(Free-text object descriptions)
- - -
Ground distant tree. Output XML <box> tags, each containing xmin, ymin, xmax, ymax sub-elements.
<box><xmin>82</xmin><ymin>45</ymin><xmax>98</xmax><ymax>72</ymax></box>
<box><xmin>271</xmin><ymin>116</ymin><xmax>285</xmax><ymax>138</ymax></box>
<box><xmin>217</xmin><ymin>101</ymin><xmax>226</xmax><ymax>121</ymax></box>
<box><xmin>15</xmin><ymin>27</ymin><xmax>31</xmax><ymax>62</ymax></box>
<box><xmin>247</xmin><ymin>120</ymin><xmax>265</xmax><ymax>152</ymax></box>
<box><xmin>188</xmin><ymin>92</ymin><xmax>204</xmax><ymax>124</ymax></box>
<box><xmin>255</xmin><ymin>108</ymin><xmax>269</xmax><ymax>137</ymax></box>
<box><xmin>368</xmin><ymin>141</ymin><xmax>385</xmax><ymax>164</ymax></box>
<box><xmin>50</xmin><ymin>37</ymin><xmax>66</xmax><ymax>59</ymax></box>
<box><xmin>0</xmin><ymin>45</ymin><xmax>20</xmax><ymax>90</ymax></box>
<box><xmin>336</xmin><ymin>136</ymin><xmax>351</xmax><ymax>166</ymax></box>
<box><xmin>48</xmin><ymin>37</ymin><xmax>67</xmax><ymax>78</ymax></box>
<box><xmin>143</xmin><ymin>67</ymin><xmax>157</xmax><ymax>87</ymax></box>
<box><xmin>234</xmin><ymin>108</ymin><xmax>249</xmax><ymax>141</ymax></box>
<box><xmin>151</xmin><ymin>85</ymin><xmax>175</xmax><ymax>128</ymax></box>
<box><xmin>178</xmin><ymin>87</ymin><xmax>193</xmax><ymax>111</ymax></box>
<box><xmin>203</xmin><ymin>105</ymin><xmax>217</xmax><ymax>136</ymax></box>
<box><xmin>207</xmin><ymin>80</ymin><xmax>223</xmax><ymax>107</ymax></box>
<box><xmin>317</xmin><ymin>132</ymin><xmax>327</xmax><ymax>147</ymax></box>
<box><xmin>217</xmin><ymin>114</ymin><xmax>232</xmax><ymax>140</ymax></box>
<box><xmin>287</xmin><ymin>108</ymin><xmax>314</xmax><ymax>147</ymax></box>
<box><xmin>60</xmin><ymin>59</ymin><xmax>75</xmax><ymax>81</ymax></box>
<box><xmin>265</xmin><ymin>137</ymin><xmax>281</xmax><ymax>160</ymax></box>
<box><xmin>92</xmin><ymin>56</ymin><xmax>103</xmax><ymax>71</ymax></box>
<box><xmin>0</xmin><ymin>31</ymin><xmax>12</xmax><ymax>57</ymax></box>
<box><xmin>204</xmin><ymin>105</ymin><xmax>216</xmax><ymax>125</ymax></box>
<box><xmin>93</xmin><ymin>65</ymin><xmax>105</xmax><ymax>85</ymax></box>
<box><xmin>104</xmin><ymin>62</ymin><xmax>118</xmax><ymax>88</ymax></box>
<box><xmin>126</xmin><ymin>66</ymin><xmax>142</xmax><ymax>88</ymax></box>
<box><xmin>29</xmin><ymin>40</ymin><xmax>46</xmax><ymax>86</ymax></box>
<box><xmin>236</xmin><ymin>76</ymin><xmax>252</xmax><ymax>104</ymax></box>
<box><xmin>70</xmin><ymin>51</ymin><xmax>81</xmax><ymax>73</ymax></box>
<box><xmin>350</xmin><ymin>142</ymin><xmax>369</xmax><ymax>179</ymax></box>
- - -
ASSIGNMENT: Each entry must be reproduced exactly, with nothing added or dropped.

ANSWER BOX:
Ground distant tree. Output XML <box> tags, each containing xmin, ymin, xmax, ymax sub-elements.
<box><xmin>82</xmin><ymin>45</ymin><xmax>98</xmax><ymax>72</ymax></box>
<box><xmin>271</xmin><ymin>116</ymin><xmax>285</xmax><ymax>138</ymax></box>
<box><xmin>217</xmin><ymin>101</ymin><xmax>226</xmax><ymax>121</ymax></box>
<box><xmin>15</xmin><ymin>27</ymin><xmax>31</xmax><ymax>62</ymax></box>
<box><xmin>247</xmin><ymin>120</ymin><xmax>265</xmax><ymax>152</ymax></box>
<box><xmin>188</xmin><ymin>92</ymin><xmax>204</xmax><ymax>124</ymax></box>
<box><xmin>255</xmin><ymin>108</ymin><xmax>269</xmax><ymax>137</ymax></box>
<box><xmin>368</xmin><ymin>141</ymin><xmax>385</xmax><ymax>164</ymax></box>
<box><xmin>50</xmin><ymin>37</ymin><xmax>66</xmax><ymax>59</ymax></box>
<box><xmin>0</xmin><ymin>45</ymin><xmax>20</xmax><ymax>90</ymax></box>
<box><xmin>336</xmin><ymin>136</ymin><xmax>351</xmax><ymax>166</ymax></box>
<box><xmin>48</xmin><ymin>37</ymin><xmax>67</xmax><ymax>78</ymax></box>
<box><xmin>143</xmin><ymin>67</ymin><xmax>157</xmax><ymax>87</ymax></box>
<box><xmin>234</xmin><ymin>108</ymin><xmax>249</xmax><ymax>141</ymax></box>
<box><xmin>151</xmin><ymin>85</ymin><xmax>175</xmax><ymax>128</ymax></box>
<box><xmin>178</xmin><ymin>87</ymin><xmax>193</xmax><ymax>111</ymax></box>
<box><xmin>203</xmin><ymin>105</ymin><xmax>217</xmax><ymax>136</ymax></box>
<box><xmin>207</xmin><ymin>80</ymin><xmax>223</xmax><ymax>107</ymax></box>
<box><xmin>317</xmin><ymin>132</ymin><xmax>327</xmax><ymax>147</ymax></box>
<box><xmin>217</xmin><ymin>114</ymin><xmax>232</xmax><ymax>140</ymax></box>
<box><xmin>287</xmin><ymin>108</ymin><xmax>314</xmax><ymax>147</ymax></box>
<box><xmin>60</xmin><ymin>59</ymin><xmax>75</xmax><ymax>81</ymax></box>
<box><xmin>265</xmin><ymin>137</ymin><xmax>281</xmax><ymax>160</ymax></box>
<box><xmin>92</xmin><ymin>56</ymin><xmax>103</xmax><ymax>71</ymax></box>
<box><xmin>0</xmin><ymin>31</ymin><xmax>12</xmax><ymax>57</ymax></box>
<box><xmin>204</xmin><ymin>105</ymin><xmax>216</xmax><ymax>125</ymax></box>
<box><xmin>93</xmin><ymin>65</ymin><xmax>105</xmax><ymax>85</ymax></box>
<box><xmin>104</xmin><ymin>62</ymin><xmax>118</xmax><ymax>88</ymax></box>
<box><xmin>126</xmin><ymin>66</ymin><xmax>142</xmax><ymax>88</ymax></box>
<box><xmin>29</xmin><ymin>40</ymin><xmax>46</xmax><ymax>86</ymax></box>
<box><xmin>236</xmin><ymin>76</ymin><xmax>252</xmax><ymax>104</ymax></box>
<box><xmin>70</xmin><ymin>51</ymin><xmax>81</xmax><ymax>73</ymax></box>
<box><xmin>350</xmin><ymin>142</ymin><xmax>369</xmax><ymax>179</ymax></box>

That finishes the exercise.